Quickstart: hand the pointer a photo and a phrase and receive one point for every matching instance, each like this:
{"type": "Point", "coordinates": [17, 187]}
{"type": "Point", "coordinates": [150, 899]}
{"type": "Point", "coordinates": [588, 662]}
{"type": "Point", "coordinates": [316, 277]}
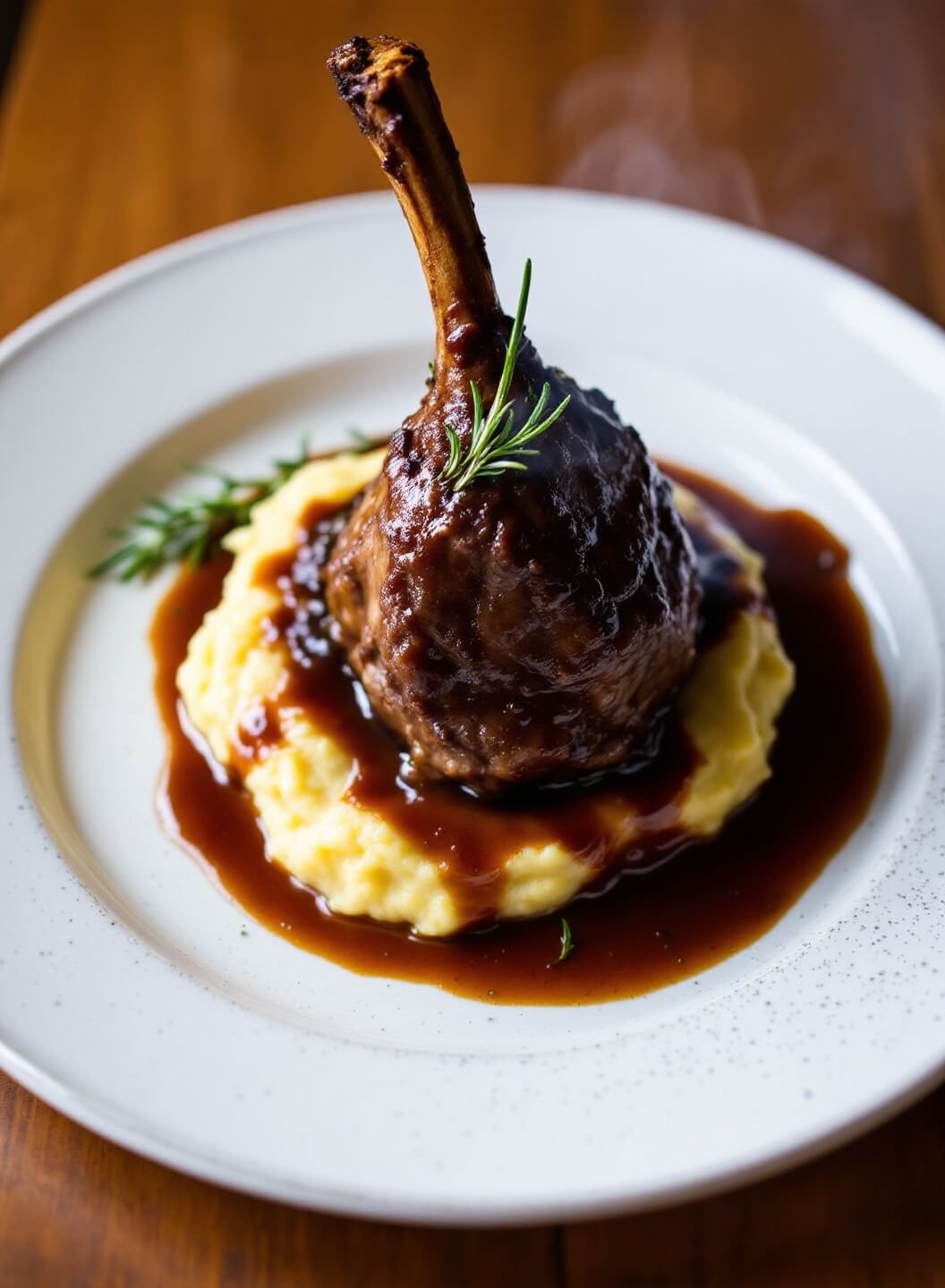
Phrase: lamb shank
{"type": "Point", "coordinates": [524, 625]}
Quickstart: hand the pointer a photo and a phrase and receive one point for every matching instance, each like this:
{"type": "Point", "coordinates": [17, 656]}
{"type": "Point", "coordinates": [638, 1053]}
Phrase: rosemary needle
{"type": "Point", "coordinates": [190, 530]}
{"type": "Point", "coordinates": [495, 444]}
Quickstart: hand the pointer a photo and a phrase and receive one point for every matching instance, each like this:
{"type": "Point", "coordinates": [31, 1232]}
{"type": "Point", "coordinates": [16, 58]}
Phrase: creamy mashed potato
{"type": "Point", "coordinates": [354, 858]}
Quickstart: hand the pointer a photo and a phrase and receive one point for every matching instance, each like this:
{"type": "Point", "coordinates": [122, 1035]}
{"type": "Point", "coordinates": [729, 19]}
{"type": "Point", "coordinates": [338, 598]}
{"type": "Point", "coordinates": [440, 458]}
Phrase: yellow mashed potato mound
{"type": "Point", "coordinates": [354, 858]}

┄┄┄┄┄┄┄┄┄┄┄┄┄┄┄┄┄┄┄┄

Pull out each line above that contains the word "potato".

> [Written response]:
Phrase: creamy mashed potato
Phrase: yellow mashed potato mound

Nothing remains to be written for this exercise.